BEGIN PROVIDED DATA

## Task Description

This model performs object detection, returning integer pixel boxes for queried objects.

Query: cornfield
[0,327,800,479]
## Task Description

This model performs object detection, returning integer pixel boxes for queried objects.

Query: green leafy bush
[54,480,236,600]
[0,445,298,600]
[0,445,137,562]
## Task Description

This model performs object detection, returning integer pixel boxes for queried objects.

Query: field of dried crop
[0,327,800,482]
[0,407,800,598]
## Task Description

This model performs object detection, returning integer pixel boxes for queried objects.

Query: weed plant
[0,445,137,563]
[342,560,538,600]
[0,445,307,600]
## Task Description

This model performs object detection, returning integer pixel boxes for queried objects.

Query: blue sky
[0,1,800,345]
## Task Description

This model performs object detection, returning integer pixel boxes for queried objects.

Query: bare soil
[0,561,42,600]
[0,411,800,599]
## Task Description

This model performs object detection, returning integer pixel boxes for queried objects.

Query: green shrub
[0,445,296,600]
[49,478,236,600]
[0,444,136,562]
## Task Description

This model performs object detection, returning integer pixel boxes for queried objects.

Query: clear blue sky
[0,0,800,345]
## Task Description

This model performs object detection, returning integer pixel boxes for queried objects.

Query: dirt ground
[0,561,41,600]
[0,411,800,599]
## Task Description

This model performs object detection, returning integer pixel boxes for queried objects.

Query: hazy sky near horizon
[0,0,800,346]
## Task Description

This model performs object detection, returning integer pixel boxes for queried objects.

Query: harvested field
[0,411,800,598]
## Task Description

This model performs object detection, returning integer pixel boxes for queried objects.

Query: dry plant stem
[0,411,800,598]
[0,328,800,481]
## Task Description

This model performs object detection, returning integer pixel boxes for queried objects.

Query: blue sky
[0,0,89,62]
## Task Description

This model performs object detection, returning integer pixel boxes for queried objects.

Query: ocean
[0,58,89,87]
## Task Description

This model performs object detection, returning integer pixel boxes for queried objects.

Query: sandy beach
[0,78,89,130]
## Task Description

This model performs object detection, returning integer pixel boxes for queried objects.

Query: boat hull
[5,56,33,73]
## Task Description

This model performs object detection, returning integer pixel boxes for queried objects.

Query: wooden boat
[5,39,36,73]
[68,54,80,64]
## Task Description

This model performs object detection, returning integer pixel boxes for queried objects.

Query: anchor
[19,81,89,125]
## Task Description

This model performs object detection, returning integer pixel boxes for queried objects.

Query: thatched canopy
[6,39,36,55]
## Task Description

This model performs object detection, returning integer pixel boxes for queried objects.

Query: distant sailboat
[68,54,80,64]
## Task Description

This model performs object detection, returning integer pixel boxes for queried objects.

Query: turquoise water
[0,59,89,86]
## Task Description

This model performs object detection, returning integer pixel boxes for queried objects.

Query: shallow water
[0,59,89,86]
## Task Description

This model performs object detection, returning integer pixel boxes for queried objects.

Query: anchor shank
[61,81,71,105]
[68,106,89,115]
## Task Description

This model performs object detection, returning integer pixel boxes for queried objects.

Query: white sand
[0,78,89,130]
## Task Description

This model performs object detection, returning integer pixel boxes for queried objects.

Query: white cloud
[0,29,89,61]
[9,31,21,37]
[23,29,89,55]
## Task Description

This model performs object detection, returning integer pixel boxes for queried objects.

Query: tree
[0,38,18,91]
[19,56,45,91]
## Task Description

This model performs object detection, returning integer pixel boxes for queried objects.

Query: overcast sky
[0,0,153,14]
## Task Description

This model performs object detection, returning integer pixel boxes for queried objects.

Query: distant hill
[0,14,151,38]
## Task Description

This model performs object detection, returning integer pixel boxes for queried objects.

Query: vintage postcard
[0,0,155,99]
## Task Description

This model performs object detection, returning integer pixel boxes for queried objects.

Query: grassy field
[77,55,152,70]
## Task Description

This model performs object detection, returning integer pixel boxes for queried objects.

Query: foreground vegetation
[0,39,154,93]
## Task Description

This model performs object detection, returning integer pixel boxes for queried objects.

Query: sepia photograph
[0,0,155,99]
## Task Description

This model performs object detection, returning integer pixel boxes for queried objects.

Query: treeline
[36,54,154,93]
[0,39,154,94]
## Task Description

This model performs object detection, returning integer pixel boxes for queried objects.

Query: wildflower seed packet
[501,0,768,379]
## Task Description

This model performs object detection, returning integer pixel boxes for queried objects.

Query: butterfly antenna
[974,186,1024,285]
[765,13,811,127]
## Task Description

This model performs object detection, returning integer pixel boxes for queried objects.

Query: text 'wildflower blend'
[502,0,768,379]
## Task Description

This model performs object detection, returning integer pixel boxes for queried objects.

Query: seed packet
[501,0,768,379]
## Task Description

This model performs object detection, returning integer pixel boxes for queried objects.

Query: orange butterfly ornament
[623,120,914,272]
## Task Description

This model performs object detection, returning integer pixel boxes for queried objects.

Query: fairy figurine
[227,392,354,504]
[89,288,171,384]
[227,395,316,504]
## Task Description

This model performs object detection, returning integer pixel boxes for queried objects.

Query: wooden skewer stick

END PROVIDED DATA

» **EXERCISE**
Please render every line of the rows above as a JSON list of strings, one string per line, leaving out blank lines.

» **RESULT**
[
  "## Task Description",
  "This model performs object detection, returning integer pixel boxes for queried objects.",
  "Query: cornfield",
  "[0,327,800,479]",
  "## Task Description",
  "This model performs object detection, returning integer pixel boxes for queried objects.",
  "Query: green leafy bush",
  "[54,480,236,600]",
  "[0,445,298,600]",
  "[0,445,137,562]",
  "## Task Description",
  "This model performs object detection, returning integer pixel boxes for queried objects.",
  "Query: field of dried crop",
  "[0,327,800,482]",
  "[0,407,800,598]",
  "## Task Description",
  "This model performs object detection, returning integer pixel boxes for queried objects.",
  "Query: weed plant",
  "[0,445,137,563]",
  "[342,560,538,600]",
  "[0,445,307,600]",
  "## Task Description",
  "This model performs object detection, returning integer pixel boxes for queried objects.",
  "Query: blue sky",
  "[0,1,800,345]",
  "## Task Description",
  "This model performs object detection, returning integer pixel boxes for queried objects.",
  "Query: bare soil",
  "[0,561,42,600]",
  "[0,411,800,599]",
  "## Task Description",
  "This model performs object detection, returning integer pixel boxes for queried objects.",
  "Query: green shrub",
  "[0,445,296,600]",
  "[49,478,236,600]",
  "[0,444,136,562]",
  "## Task Description",
  "This model performs object detection, returning integer pixel boxes for queried objects.",
  "Query: clear blue sky",
  "[0,0,800,345]",
  "## Task Description",
  "This model performs object detection, returning integer pixel boxes for queried objects.",
  "Query: dirt ground",
  "[0,561,41,600]",
  "[0,411,800,599]",
  "## Task Description",
  "This model performs object detection, returning integer pixel boxes for queried objects.",
  "Query: hazy sky near horizon",
  "[0,0,800,346]",
  "## Task Description",
  "This model performs object detection, returning integer pixel boxes for queried objects.",
  "Query: harvested field",
  "[0,411,800,598]",
  "## Task Description",
  "This model performs object detection, returning integer pixel boxes for queried objects.",
  "Query: dry plant stem",
  "[0,411,800,598]",
  "[0,328,800,481]",
  "## Task Description",
  "This model performs object detection, returning integer pixel boxes for queried objects.",
  "Query: blue sky",
  "[0,0,89,62]",
  "## Task Description",
  "This model performs object detection, returning integer pixel boxes for queried objects.",
  "Query: ocean",
  "[0,58,89,87]",
  "## Task Description",
  "This model performs object detection, returning integer pixel boxes for queried objects.",
  "Query: sandy beach",
  "[0,78,89,130]",
  "## Task Description",
  "This model performs object detection, returning integer pixel boxes for queried objects.",
  "Query: boat hull",
  "[5,56,33,73]",
  "## Task Description",
  "This model performs object detection, returning integer pixel boxes for queried objects.",
  "Query: wooden boat",
  "[5,39,36,73]",
  "[68,54,80,64]",
  "## Task Description",
  "This model performs object detection, returning integer pixel boxes for queried objects.",
  "Query: anchor",
  "[19,81,89,125]",
  "## Task Description",
  "This model performs object detection, returning integer pixel boxes for queried objects.",
  "Query: thatched canopy",
  "[6,39,36,55]",
  "## Task Description",
  "This model performs object detection, returning integer pixel boxes for queried objects.",
  "Query: distant sailboat",
  "[68,54,80,64]",
  "## Task Description",
  "This model performs object detection, returning integer pixel boxes for queried objects.",
  "Query: turquoise water",
  "[0,59,89,86]",
  "## Task Description",
  "This model performs object detection, returning integer pixel boxes for queried objects.",
  "Query: shallow water",
  "[0,59,89,86]",
  "## Task Description",
  "This model performs object detection, returning integer pixel boxes for queried objects.",
  "Query: anchor shank",
  "[61,81,71,105]",
  "[68,106,89,115]",
  "## Task Description",
  "This model performs object detection, returning integer pixel boxes for queried objects.",
  "Query: white sand",
  "[0,78,89,130]",
  "## Task Description",
  "This model performs object detection, returning integer pixel boxes for queried objects.",
  "Query: white cloud",
  "[0,29,89,61]",
  "[9,31,21,37]",
  "[23,29,89,55]",
  "## Task Description",
  "This model performs object detection, returning integer pixel boxes for queried objects.",
  "Query: tree",
  "[0,38,18,91]",
  "[19,56,45,91]",
  "## Task Description",
  "This model performs object detection, returning integer pixel boxes for queried objects.",
  "Query: overcast sky",
  "[0,0,153,14]",
  "## Task Description",
  "This model performs object detection, returning integer pixel boxes for queried objects.",
  "Query: distant hill",
  "[0,14,151,38]",
  "## Task Description",
  "This model performs object detection, returning integer pixel boxes for queried objects.",
  "Query: vintage postcard",
  "[0,0,155,99]",
  "## Task Description",
  "This model performs object detection, returning integer pixel boxes for queried objects.",
  "Query: grassy field",
  "[77,55,152,70]",
  "## Task Description",
  "This model performs object detection, returning integer pixel boxes for queried objects.",
  "Query: foreground vegetation",
  "[0,39,154,93]",
  "## Task Description",
  "This model performs object detection, returning integer pixel boxes for queried objects.",
  "Query: sepia photograph",
  "[0,0,155,99]",
  "## Task Description",
  "This model performs object detection, returning integer pixel boxes for queried objects.",
  "Query: treeline",
  "[36,54,154,93]",
  "[0,39,154,94]",
  "## Task Description",
  "This model performs object detection, returning integer pixel boxes for queried objects.",
  "Query: wildflower seed packet",
  "[501,0,768,379]",
  "## Task Description",
  "This model performs object detection, returning integer pixel boxes for queried objects.",
  "Query: butterfly antenna",
  "[974,186,1024,285]",
  "[765,13,811,127]",
  "## Task Description",
  "This model performs object detection, returning integer pixel boxes for queried objects.",
  "Query: text 'wildflower blend'",
  "[502,0,768,379]",
  "## Task Description",
  "This model performs object detection, returning integer pixel boxes for queried objects.",
  "Query: seed packet",
  "[501,0,768,379]",
  "## Task Description",
  "This model performs object detection, returning integer pixel boxes for queried objects.",
  "Query: orange butterfly ornament",
  "[623,120,914,272]",
  "## Task Description",
  "This model performs object detection, returning integer pixel boxes for queried objects.",
  "Query: fairy figurine",
  "[227,392,354,504]",
  "[89,288,171,384]",
  "[227,395,316,504]",
  "## Task Description",
  "This model performs object detection, returning integer pixel boxes for queried objects.",
  "Query: wooden skewer stick"
]